• **Obiettivo indicato 1**
Per favore, trascrivi parola per parola il passo del testo sul bilancio dello stato che comincia con "I timidi ed" e prosegue fino a "gli 800 milioni.".

• **Testo fornito**
Opera Omnia Luigi Einaudi

Il bilancio dello stato, la potenzialità finanziaria italiana e il peso della guerra

Tipologia: Paragrafo/Articolo – Data pubblicazione: 01/01/1917

Il bilancio dello stato, la potenzialità finanziaria italiana e il peso della guerra

Venne il dì nostro e vincere bisogna!, Milano, Credito italiano, Tip. Bertieri e Vanzetti, 1917, pp. 23-30

 

 

 

I timidi ed i paurosi, i quali guardano con spavento ai bilanci del dopo guerra e mormorano: «come sarà possibile allo Stato Italiano fronteggiare l’onere delle pensioni militari e degli interessi dei colossali prestiti contratti per la durata della guerra?» farebbero bene a ricordare quanto seppero fare i nostri padri in un’ora assai più dura delle più dure ore oggi trascorse: nel decennio che volse dal 1862 al 1870. Erano gli anni in cui i bilanci dello Stato si chiudevano con disavanzi annuali oscillanti fra i 300 e gli 800 milioni.

• **Obiettivo indicato 2**
Ridimensiona le coordinate dei record. Riscrivi per intero soltanto le righe che vanno dall'inizio dei record fino alla riga con "point(410, 483)", inclusa. Moltiplica ogni coordinata delle risposte per 1,05 e arrotonda all'intero, con le metà per eccesso.

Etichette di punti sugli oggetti
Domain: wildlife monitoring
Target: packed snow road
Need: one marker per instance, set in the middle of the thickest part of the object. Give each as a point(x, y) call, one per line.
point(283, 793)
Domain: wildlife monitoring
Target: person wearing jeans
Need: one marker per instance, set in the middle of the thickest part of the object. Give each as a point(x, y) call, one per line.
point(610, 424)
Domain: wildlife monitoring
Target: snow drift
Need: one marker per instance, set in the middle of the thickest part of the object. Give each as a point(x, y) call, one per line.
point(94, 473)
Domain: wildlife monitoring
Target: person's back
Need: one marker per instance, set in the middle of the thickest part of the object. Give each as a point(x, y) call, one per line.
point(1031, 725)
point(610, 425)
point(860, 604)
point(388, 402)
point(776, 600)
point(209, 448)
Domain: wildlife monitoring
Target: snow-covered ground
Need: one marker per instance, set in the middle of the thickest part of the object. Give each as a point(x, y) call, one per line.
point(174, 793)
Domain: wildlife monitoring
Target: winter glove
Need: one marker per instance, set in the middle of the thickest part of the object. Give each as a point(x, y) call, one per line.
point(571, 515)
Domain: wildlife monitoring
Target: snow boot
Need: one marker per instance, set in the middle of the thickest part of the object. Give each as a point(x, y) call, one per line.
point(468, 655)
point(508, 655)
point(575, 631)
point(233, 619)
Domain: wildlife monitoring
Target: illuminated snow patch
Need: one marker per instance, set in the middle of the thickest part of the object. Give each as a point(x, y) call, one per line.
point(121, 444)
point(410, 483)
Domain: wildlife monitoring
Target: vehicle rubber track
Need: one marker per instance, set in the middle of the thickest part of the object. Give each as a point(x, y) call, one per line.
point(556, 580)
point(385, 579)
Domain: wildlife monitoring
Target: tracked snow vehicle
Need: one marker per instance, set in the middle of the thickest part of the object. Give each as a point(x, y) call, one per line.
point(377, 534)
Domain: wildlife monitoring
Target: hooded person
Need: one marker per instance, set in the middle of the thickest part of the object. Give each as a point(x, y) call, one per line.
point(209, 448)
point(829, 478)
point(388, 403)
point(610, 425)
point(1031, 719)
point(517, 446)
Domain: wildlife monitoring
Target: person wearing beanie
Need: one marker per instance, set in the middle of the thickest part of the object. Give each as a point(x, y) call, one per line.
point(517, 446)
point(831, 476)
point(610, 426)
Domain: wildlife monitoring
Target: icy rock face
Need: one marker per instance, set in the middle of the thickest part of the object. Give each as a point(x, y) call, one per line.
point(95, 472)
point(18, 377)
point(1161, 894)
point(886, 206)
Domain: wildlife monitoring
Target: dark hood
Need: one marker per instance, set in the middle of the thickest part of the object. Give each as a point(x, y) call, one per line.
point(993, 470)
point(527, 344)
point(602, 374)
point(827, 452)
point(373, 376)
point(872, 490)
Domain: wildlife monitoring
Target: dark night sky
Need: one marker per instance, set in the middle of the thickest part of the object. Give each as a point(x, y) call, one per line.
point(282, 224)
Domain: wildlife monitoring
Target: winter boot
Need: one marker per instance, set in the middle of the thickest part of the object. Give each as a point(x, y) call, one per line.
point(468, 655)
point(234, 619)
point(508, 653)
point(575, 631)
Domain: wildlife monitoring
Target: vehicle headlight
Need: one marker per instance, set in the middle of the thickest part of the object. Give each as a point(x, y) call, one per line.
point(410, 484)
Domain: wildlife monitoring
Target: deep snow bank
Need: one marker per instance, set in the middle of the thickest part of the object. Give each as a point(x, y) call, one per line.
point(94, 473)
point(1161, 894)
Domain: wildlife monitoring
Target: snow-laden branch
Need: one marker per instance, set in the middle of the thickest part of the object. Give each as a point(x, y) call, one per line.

• **Risultato corretto 1**
I timidi ed i paurosi, i quali guardano con spavento ai bilanci del dopo guerra e mormorano: «come sarà possibile allo Stato Italiano fronteggiare l’onere delle pensioni militari e degli interessi dei colossali prestiti contratti per la durata della guerra?» farebbero bene a ricordare quanto seppero fare i nostri padri in un’ora assai più dura delle più dure ore oggi trascorse: nel decennio che volse dal 1862 al 1870. Erano gli anni in cui i bilanci dello Stato si chiudevano con disavanzi annuali oscillanti fra i 300 e gli 800 milioni.

• **Risultato corretto 2**
Domain: wildlife monitoring
Target: packed snow road
Need: one marker per instance, set in the middle of the thickest part of the object. Give each as a point(x, y) call, one per line.
point(297, 833)
Domain: wildlife monitoring
Target: person wearing jeans
Need: one marker per instance, set in the middle of the thickest part of the object. Give each as a point(x, y) call, one per line.
point(641, 445)
Domain: wildlife monitoring
Target: snow drift
Need: one marker per instance, set in the middle of the thickest part of the object. Give each as a point(x, y) call, one per line.
point(99, 497)
Domain: wildlife monitoring
Target: person's back
Need: one marker per instance, set in the middle of the thickest part of the object. Give each as a point(x, y) call, one per line.
point(1083, 761)
point(641, 446)
point(903, 634)
point(407, 422)
point(815, 630)
point(219, 470)
Domain: wildlife monitoring
Target: snow-covered ground
Need: one marker per instance, set in the middle of the thickest part of the object. Give each as a point(x, y) call, one per line.
point(183, 833)
Domain: wildlife monitoring
Target: winter glove
Need: one marker per instance, set in the middle of the thickest part of the object. Give each as a point(x, y) call, one per line.
point(600, 541)
Domain: wildlife monitoring
Target: snow boot
Need: one marker per instance, set in the middle of the thickest part of the object. Give each as a point(x, y) call, one per line.
point(491, 688)
point(533, 688)
point(604, 663)
point(245, 650)
Domain: wildlife monitoring
Target: illuminated snow patch
Need: one marker per instance, set in the middle of the thickest part of the object. Give each as a point(x, y) call, one per line.
point(127, 466)
point(431, 507)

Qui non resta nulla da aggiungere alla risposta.